TRY IT:
Only text is carried over. Reproduce the entries below exactly.

*** INPUT Section Begins ***

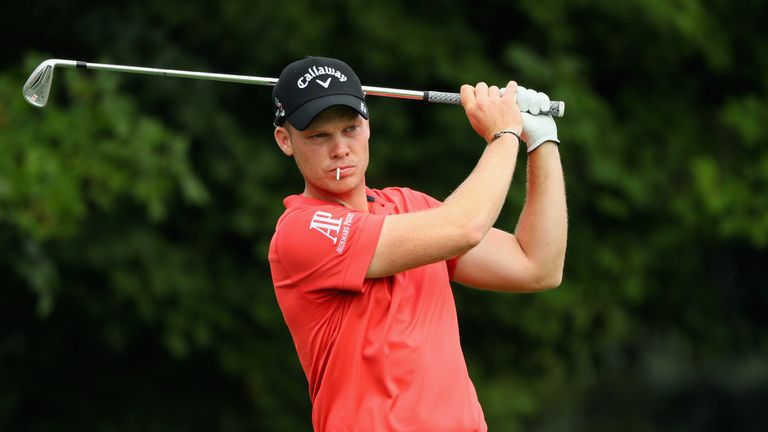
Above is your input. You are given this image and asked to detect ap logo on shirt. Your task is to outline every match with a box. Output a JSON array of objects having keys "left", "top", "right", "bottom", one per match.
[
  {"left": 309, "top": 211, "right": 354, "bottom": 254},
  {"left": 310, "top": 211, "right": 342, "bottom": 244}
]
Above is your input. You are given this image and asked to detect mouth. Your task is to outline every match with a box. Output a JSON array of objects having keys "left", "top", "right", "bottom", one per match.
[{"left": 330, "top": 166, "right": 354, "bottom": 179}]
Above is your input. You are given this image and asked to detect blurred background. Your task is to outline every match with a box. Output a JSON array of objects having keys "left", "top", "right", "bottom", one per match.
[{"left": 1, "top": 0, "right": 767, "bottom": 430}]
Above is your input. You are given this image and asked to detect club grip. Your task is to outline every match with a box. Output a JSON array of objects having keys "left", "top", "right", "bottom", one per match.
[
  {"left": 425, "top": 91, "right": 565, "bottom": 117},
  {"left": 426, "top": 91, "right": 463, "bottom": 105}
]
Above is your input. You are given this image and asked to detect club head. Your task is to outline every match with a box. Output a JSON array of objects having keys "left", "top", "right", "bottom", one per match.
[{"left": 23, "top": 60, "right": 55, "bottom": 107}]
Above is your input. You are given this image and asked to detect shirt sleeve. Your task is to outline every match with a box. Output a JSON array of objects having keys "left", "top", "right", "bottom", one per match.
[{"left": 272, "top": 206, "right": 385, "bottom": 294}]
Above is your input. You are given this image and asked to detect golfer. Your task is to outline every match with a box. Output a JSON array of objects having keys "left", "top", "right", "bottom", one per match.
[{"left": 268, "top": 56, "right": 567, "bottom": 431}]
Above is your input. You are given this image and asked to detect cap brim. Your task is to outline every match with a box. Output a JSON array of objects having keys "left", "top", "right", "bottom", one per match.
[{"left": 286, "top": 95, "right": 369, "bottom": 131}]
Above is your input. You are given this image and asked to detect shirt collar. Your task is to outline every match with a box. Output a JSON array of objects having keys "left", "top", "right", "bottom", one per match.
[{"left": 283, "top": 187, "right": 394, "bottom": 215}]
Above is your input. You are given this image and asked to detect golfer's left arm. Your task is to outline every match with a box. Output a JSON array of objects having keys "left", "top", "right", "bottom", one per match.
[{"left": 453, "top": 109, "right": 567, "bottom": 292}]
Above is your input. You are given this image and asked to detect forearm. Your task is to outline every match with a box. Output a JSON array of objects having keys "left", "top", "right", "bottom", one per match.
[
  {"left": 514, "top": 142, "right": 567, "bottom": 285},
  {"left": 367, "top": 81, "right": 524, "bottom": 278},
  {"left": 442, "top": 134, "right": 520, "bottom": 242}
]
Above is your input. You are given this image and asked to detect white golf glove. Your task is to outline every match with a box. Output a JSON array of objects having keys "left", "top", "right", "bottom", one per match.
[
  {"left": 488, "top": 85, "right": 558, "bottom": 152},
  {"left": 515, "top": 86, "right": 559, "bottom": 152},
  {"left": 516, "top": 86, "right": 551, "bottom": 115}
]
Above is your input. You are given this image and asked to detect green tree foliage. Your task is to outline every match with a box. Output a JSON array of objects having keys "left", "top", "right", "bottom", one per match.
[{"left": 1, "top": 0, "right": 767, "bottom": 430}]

*** INPUT Section Ends ***

RESPONSE TO THE EXERCISE:
Above is your input. You are given this image and asked to detect ap logo on shirt. Your task is to outline every match with a box. Output a JSON array of objects having keys "left", "top", "right", "bottom", one per match.
[
  {"left": 309, "top": 211, "right": 354, "bottom": 254},
  {"left": 310, "top": 211, "right": 342, "bottom": 244}
]
Above is your input. You are given this image and asked to detect mouth. Your task is to outline every match with a box. Output a JSON array of objects having keys "left", "top", "right", "bottom", one per match.
[{"left": 330, "top": 166, "right": 354, "bottom": 179}]
Above is your input. You are given this image and asked to detect blurred background. Your task is to outline every match with a box. Output a JSON array of objects having keys "left", "top", "right", "bottom", one per match.
[{"left": 1, "top": 0, "right": 767, "bottom": 430}]
Above is your input. You are given this image and asked to detect club grip. Your task is to outline every match with a box. Output a JSON array of objects having keys "left", "top", "right", "bottom", one per match.
[
  {"left": 425, "top": 91, "right": 565, "bottom": 117},
  {"left": 426, "top": 91, "right": 463, "bottom": 105}
]
Above is your input. You are given this image and asked to detect club head. Your task is to outline every match with a box. Output a JSON array of objects having keys "left", "top", "right", "bottom", one per match.
[{"left": 23, "top": 60, "right": 55, "bottom": 107}]
Above is your input. You are given this image and asked to detect shirt sleeve. Your task is to outline every match with a box. Output a JSON array of objects having keys "left", "top", "right", "bottom", one per match.
[{"left": 272, "top": 206, "right": 385, "bottom": 294}]
Above is your input. You are given this image and asked to detect golfer. Your task is to outline every match with a box. Output a JSON array of objects having keys "left", "top", "right", "bottom", one per match.
[{"left": 268, "top": 56, "right": 567, "bottom": 431}]
Above is your input. You are given this image and asked to detect cap brim. Your task is to outline every match with a box. Output a JSON array of objects having keys "left", "top", "right", "bottom", one per match.
[{"left": 286, "top": 95, "right": 369, "bottom": 131}]
Above is your input. You are given this image and asked to detect shirt collar. Your task is to outline every match with a box. Output a JSON array of objects having keys "left", "top", "right", "bottom", one per match.
[{"left": 283, "top": 187, "right": 394, "bottom": 215}]
Above is your input. You are given this image and asked to detect golfer's left arm. Your task is to outline every match with a box. Output a JSON array of objects having keys "left", "top", "right", "bottom", one per match.
[{"left": 453, "top": 109, "right": 567, "bottom": 292}]
Above is your input. You are given this image and asked to detect forearm. Your task is to outline every match with a box. Output a JSON array of objects having keys "left", "top", "right", "bottom", one per match.
[
  {"left": 514, "top": 142, "right": 567, "bottom": 285},
  {"left": 367, "top": 81, "right": 524, "bottom": 278},
  {"left": 442, "top": 134, "right": 520, "bottom": 242}
]
Above is your input. You are given this image and asked to detect white golf glove. Your task is to outline every match with a box. Output a JSON array of objects having keys "left", "top", "right", "bottom", one per match.
[
  {"left": 488, "top": 85, "right": 558, "bottom": 152},
  {"left": 515, "top": 86, "right": 559, "bottom": 152},
  {"left": 516, "top": 86, "right": 551, "bottom": 115}
]
Above is your input. You are given this image and asked to detect green tree foliage. Your task is to outline every match with a box. Output a JSON array of objects having keys "left", "top", "right", "bottom", one per match.
[{"left": 1, "top": 0, "right": 767, "bottom": 430}]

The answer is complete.